[start RECORDS PROVIDED]

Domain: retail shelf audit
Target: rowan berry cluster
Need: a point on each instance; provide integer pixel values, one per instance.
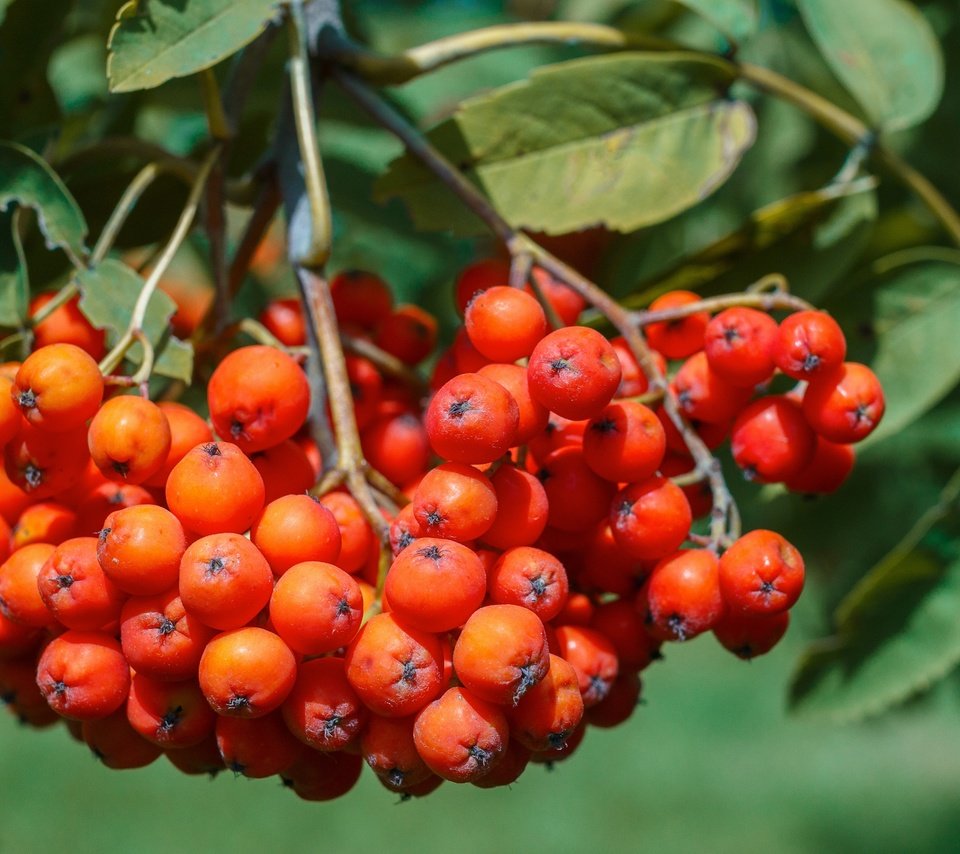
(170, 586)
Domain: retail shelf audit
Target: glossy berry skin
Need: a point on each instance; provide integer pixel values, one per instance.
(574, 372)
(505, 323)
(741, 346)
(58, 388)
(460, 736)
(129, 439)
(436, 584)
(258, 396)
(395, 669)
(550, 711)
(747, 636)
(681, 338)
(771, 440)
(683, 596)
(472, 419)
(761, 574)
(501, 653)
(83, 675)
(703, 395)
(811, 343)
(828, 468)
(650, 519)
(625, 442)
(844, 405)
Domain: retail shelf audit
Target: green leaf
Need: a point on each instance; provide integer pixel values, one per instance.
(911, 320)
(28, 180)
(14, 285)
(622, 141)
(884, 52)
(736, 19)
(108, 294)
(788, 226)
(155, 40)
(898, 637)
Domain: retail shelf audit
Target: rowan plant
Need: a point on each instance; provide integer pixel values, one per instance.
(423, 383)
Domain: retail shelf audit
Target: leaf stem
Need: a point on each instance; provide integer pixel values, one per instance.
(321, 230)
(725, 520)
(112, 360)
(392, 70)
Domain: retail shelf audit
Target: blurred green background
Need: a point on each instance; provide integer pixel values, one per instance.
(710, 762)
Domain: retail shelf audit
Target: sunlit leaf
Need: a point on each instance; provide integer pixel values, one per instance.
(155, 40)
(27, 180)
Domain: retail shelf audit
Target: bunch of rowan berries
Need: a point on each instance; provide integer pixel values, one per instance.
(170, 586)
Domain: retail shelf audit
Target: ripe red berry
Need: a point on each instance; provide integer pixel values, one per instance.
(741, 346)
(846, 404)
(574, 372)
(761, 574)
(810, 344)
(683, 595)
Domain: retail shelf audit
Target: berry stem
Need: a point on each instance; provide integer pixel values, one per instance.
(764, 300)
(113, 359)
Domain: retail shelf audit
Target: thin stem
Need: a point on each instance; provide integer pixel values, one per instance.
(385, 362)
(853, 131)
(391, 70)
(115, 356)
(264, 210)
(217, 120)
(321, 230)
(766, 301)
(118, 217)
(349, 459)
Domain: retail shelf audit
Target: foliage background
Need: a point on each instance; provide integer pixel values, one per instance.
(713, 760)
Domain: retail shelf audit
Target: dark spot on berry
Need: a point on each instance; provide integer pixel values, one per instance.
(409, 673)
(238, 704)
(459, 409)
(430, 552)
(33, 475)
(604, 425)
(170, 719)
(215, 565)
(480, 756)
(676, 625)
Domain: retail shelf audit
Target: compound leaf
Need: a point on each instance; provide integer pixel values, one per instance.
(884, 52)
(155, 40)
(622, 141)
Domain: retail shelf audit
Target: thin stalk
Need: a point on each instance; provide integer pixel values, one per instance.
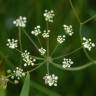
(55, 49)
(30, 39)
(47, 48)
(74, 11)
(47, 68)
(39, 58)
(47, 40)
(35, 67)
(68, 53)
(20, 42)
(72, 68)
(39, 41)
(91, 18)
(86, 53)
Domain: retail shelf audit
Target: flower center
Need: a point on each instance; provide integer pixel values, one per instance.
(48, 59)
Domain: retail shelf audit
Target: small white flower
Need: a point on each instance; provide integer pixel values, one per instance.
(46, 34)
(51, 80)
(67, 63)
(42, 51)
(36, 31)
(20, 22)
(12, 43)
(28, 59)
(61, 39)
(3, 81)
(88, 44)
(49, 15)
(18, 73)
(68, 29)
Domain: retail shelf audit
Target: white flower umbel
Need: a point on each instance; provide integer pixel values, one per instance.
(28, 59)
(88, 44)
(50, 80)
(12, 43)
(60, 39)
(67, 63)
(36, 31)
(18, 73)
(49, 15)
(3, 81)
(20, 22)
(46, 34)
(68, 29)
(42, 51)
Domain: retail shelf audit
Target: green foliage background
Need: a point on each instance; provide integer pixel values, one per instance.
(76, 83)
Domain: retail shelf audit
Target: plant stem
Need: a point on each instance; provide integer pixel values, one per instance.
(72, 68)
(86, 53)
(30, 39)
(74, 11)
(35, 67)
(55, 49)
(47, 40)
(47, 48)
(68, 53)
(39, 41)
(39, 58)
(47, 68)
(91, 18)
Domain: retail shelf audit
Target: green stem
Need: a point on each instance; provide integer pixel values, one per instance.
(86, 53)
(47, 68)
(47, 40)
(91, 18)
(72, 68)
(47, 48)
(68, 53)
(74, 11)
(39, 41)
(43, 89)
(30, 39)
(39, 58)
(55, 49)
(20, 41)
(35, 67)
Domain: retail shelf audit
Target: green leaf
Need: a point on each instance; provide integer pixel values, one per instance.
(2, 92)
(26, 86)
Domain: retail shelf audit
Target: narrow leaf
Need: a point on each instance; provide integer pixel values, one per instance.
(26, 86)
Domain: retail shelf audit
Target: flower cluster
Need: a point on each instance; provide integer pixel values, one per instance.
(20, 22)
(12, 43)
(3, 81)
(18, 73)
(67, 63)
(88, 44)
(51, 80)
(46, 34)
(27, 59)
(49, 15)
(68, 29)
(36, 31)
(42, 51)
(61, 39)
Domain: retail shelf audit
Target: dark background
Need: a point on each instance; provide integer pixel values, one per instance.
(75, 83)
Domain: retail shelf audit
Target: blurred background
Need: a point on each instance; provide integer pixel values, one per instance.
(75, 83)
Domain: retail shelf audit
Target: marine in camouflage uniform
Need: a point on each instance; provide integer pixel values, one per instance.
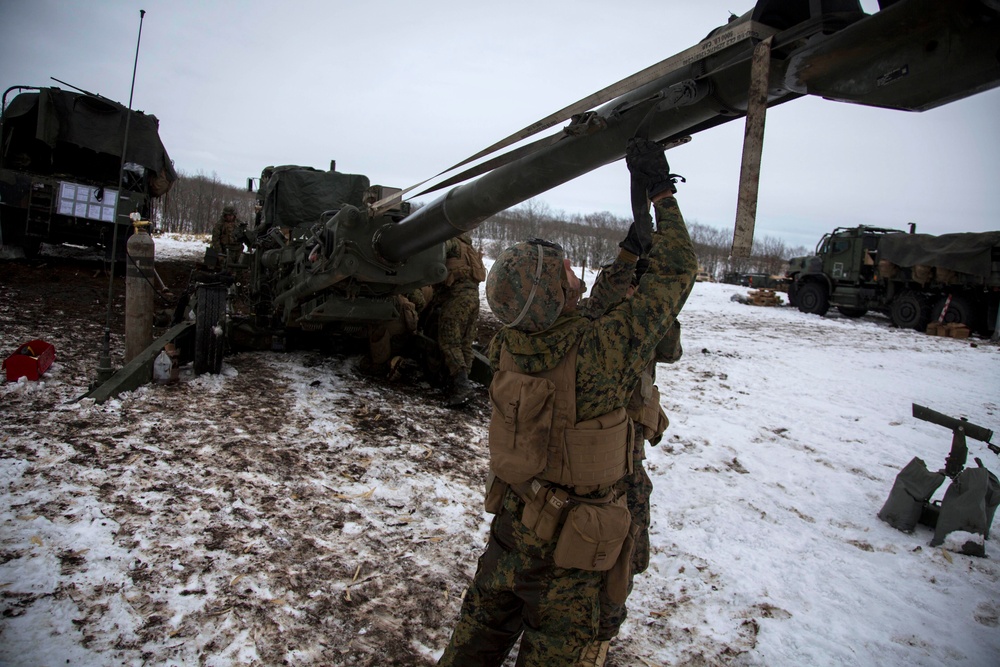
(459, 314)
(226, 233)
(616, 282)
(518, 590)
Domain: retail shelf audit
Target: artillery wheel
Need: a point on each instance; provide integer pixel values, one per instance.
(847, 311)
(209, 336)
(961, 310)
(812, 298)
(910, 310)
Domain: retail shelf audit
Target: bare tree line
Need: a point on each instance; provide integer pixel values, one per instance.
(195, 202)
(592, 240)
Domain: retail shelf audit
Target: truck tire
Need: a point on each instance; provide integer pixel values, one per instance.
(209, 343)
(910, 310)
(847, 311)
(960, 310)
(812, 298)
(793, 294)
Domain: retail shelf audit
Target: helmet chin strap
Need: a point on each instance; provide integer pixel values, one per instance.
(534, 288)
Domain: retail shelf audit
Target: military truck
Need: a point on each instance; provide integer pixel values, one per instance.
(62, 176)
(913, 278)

[end RECORDS PROVIDED]

▶ **WHAT IS BEING ASKED**
Set down the records in full and exactly. Do not carry over any image.

▶ **SOLUTION BELOW**
Domain: retail shelf audit
Target: rowan berry cluster
Need: a point on each instance; provide integer pixel values, one per instance.
(170, 586)
Domain: retail shelf audit
Target: glossy berry skin
Need: a point on each instance; provide integer pixel values, one per instance.
(574, 372)
(505, 323)
(741, 346)
(58, 388)
(460, 736)
(129, 439)
(436, 584)
(258, 396)
(395, 669)
(550, 711)
(747, 636)
(681, 338)
(771, 440)
(683, 596)
(472, 419)
(761, 574)
(501, 653)
(83, 675)
(703, 395)
(811, 343)
(828, 468)
(650, 519)
(625, 442)
(844, 405)
Domain: retail shelf audit
Target: green leaf
Need: a point on each instance; provide integer pixel values, one per instance.
(911, 320)
(28, 180)
(14, 285)
(622, 141)
(884, 52)
(736, 19)
(108, 294)
(788, 226)
(155, 40)
(898, 637)
Domain: retail shelf audit
Target: rowan plant
Need: a point on each instance; provide integer pixel values, one per instance.
(423, 383)
Domain: retail shelf audit
Target: leaf stem
Need: a point on each instance; provide integer pixel values, one per instance.
(321, 230)
(725, 520)
(112, 360)
(392, 70)
Domain: retail shelf audit
Target: blurred green background
Need: a point on each instance; provide integer pixel values, one per instance.
(710, 762)
Domain: retail shelf audit
Target: sunlit leaf
Need: a point on each instance; provide integer pixel values, one per instance.
(155, 40)
(27, 180)
Domain: retail shelf audit
Target: bunch of rowan berries
Need: a point on each instance; provide integer pixel values, one per instance.
(170, 586)
Domain: retail shelf audit
Target: ripe red berry
Need: a point on each instance; provide integer pixel values, one per instance.
(741, 346)
(846, 404)
(574, 372)
(761, 574)
(810, 344)
(683, 595)
Domain: retail shelf audit
Target: berry stem
Need: a point on each instance; provide integer pixel values, one per instance.
(764, 300)
(113, 359)
Domain: retail shelf audit
Target: thin stem
Need: a point on each instance; provide integer pixel values, one per instance.
(385, 362)
(853, 131)
(391, 70)
(115, 356)
(264, 210)
(217, 120)
(321, 230)
(766, 301)
(118, 217)
(349, 459)
Domain: retail shelf audit
Target: foliage background
Need: a point on each instance; provide integer pixel values, one per instance.
(713, 760)
Domain: retail shelf audit
Target: dark spot on berry
Need: a point on each instance; provide integer pixel values, one per instance.
(409, 673)
(238, 704)
(459, 409)
(430, 552)
(33, 475)
(604, 425)
(170, 719)
(215, 565)
(480, 756)
(676, 625)
Domain: retail shelf audit
Target: compound leaf
Need: a point on each instance; provide integer pixel values, one per instance.
(884, 52)
(155, 40)
(622, 141)
Domain: retail shelf audit
Target: thin stalk
Need: a point on each instance; provide integer pixel values, one per instance.
(55, 49)
(30, 39)
(47, 48)
(74, 11)
(47, 68)
(39, 58)
(47, 40)
(35, 67)
(68, 53)
(20, 42)
(72, 68)
(39, 41)
(91, 18)
(86, 53)
Domain: retail shelf audit
Target: flower center
Need: a point on each instance; provide integer pixel values, one per instance.
(48, 59)
Domain: retail shelf audit
Target: small white flower
Need: a point on each instance; provide integer pixel values, one per instance.
(46, 34)
(51, 80)
(67, 63)
(42, 51)
(36, 31)
(20, 22)
(12, 43)
(28, 59)
(61, 39)
(3, 81)
(88, 44)
(49, 15)
(18, 73)
(68, 29)
Domain: retail shelf audit
Target: white flower umbel
Need: a point on each instance; provide integer pixel values, one per instance.
(28, 59)
(88, 44)
(50, 80)
(12, 43)
(60, 39)
(67, 63)
(36, 31)
(18, 73)
(49, 15)
(3, 81)
(20, 22)
(46, 34)
(68, 29)
(42, 51)
Domain: retail shelf audit
Target: green foliage background
Need: a point on each instance; provide integer pixel values, one per instance.
(76, 83)
Domain: retail shelf audit
Target: plant stem
Need: a point on each instance; provide integer pixel values, one per instance.
(72, 68)
(86, 53)
(30, 39)
(74, 11)
(35, 67)
(55, 49)
(47, 40)
(47, 48)
(68, 53)
(39, 41)
(39, 58)
(47, 68)
(91, 18)
Domain: retail shelf audit
Target: green stem
Need: a point on each instance; provide integer pixel values, one per instance.
(86, 53)
(47, 68)
(47, 40)
(91, 18)
(72, 68)
(47, 48)
(68, 53)
(74, 11)
(39, 41)
(43, 89)
(30, 39)
(39, 58)
(55, 49)
(20, 41)
(35, 67)
Domain: retail shelf audit
Target: green leaf
Need: a point on each instance; provide integer pixel values, one per instance.
(2, 92)
(26, 86)
Domain: retail shelf audit
Target: narrow leaf
Need: a point on each instance; provide integer pixel values, one per instance.
(26, 86)
Domain: retail shelf audit
Target: flower cluster
Need: a point on each instance; provide integer pixel values, one per instance.
(20, 22)
(12, 43)
(3, 81)
(18, 73)
(67, 63)
(88, 44)
(51, 80)
(46, 34)
(27, 59)
(49, 15)
(68, 29)
(36, 31)
(42, 51)
(61, 39)
Domain: retail shelf audit
Target: dark background
Need: a point on each instance; provide integer pixel values, one per instance.
(75, 83)
Domain: retail shelf audit
Target: blurred background
Need: a point on each instance; provide integer pixel values, one per instance.
(75, 83)
Domain: retail shelf audit
Target: marine in camouflage uniform
Need: a point on each instance; provide integer pixel values, one per instance.
(459, 314)
(226, 233)
(616, 282)
(518, 590)
Domain: retail shelf audit
Target: artillery wheel
Need: a point on each instance; provide integer pixel values, one per instance.
(847, 311)
(209, 336)
(961, 310)
(812, 298)
(910, 310)
Domain: retail shelf audit
Target: bare tree line
Need: a point on each instance; provide integer pixel values, one per instance.
(195, 202)
(592, 240)
Domain: retail shelf audit
Target: truck tire
Need: a point on each instance; provide integer pixel values, one per instance.
(209, 343)
(910, 310)
(847, 311)
(960, 310)
(812, 298)
(793, 294)
Domain: retail shelf audit
Target: helmet chin strap
Need: a point on each instance; provide integer pixel values, one per instance.
(534, 288)
Domain: retail shelf audit
Target: military truck
Need: a point on each instance; provide integer pixel values, one per instance.
(62, 176)
(913, 278)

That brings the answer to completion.